REQUIRED WORK: Take the material below and write it all out again exactly.

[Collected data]
####

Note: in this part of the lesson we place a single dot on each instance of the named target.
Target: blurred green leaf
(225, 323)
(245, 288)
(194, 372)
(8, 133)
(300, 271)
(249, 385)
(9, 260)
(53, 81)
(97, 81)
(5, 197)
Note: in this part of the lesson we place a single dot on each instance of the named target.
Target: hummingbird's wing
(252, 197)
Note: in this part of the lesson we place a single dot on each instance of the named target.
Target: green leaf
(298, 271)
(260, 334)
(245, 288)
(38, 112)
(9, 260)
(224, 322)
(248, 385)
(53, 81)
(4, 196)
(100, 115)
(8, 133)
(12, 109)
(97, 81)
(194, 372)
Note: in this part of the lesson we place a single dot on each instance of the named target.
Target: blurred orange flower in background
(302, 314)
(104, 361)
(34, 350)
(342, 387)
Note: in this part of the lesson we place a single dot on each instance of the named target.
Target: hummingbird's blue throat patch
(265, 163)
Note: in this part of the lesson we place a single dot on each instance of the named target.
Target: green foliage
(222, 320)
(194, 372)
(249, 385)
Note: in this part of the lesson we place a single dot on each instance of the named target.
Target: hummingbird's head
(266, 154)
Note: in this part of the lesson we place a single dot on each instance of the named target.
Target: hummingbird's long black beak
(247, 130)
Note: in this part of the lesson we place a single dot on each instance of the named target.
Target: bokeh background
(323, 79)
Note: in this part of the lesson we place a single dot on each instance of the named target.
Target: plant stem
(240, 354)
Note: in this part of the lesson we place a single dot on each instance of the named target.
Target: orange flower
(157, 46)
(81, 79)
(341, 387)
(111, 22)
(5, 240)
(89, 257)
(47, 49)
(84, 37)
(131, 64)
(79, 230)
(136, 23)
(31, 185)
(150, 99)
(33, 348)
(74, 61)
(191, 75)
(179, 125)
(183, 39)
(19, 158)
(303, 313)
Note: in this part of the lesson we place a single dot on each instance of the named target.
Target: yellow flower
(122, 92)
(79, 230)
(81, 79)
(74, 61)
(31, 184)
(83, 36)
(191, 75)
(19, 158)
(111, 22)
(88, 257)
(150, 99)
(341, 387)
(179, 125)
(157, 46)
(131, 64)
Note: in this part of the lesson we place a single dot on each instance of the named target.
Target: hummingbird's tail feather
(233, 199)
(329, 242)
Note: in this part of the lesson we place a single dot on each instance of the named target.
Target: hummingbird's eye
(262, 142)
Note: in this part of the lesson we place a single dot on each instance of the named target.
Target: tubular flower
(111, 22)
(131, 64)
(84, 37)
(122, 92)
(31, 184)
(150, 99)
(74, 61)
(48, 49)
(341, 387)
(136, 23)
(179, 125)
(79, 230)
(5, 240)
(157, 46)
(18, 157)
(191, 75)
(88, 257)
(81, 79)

####

TASK OUTPUT:
Note: in this part of the lesson we place a single dot on each instance of the named target.
Target: blurred green leaf
(225, 323)
(245, 288)
(194, 372)
(8, 133)
(300, 271)
(249, 385)
(9, 260)
(53, 81)
(97, 81)
(5, 197)
Note: in this part of the lesson we place a single dot on each instance of the named target.
Target: hummingbird's wing
(252, 197)
Note: in this part of the lesson we place a single dot on each instance of the named target.
Target: green leaf
(298, 271)
(260, 334)
(245, 288)
(38, 112)
(9, 260)
(224, 322)
(248, 385)
(53, 81)
(4, 196)
(100, 115)
(8, 133)
(12, 109)
(97, 81)
(194, 372)
Note: in this part of the lesson we place a single dot on each instance of the named target.
Target: blurred orange flower in background
(302, 314)
(104, 361)
(34, 350)
(342, 387)
Note: in this part of the lesson we place a single dot on each instance of the named target.
Target: hummingbird's blue throat patch
(265, 163)
Note: in this part of the lesson we place a single dot on each instance of the named target.
Target: green foliage
(222, 320)
(194, 372)
(249, 385)
Note: in this part of the lesson we place a single dot on each instance of the named target.
Target: hummingbird's head
(266, 154)
Note: in this part of the lesson we place a single dot on each instance of the named target.
Target: hummingbird's long black beak
(247, 130)
Note: in this part of the lesson we place a single dot on each instance of the named target.
Target: bokeh background
(323, 79)
Note: in this part of the lesson we place a single dot on each instance of the named target.
Target: plant stem
(240, 354)
Note: in this part of the lesson we place a single dot on each instance of the named target.
Target: orange flower
(157, 46)
(81, 79)
(341, 387)
(111, 22)
(5, 240)
(89, 257)
(47, 49)
(84, 37)
(131, 64)
(79, 230)
(136, 23)
(31, 185)
(150, 99)
(33, 348)
(74, 61)
(191, 75)
(179, 125)
(183, 39)
(19, 158)
(303, 313)
Note: in this part of the lesson we place a single dot on each instance of the named target.
Target: yellow flower
(122, 92)
(79, 230)
(81, 79)
(74, 61)
(31, 184)
(83, 36)
(191, 75)
(19, 158)
(111, 22)
(88, 257)
(150, 99)
(341, 387)
(179, 125)
(157, 46)
(131, 64)
Note: in this part of the lesson we place a single dot on each instance of the named target.
Target: hummingbird's tail feather
(233, 199)
(329, 242)
Note: in this part of the lesson we place a single dot on each instance of the named target.
Target: hummingbird's eye
(262, 142)
Note: in this part of the lesson we place a single dot on each instance of the named target.
Target: tubular flower
(111, 22)
(131, 64)
(84, 37)
(122, 92)
(31, 184)
(150, 99)
(74, 61)
(48, 49)
(341, 387)
(136, 23)
(179, 125)
(79, 230)
(5, 240)
(157, 46)
(18, 157)
(191, 75)
(88, 257)
(81, 79)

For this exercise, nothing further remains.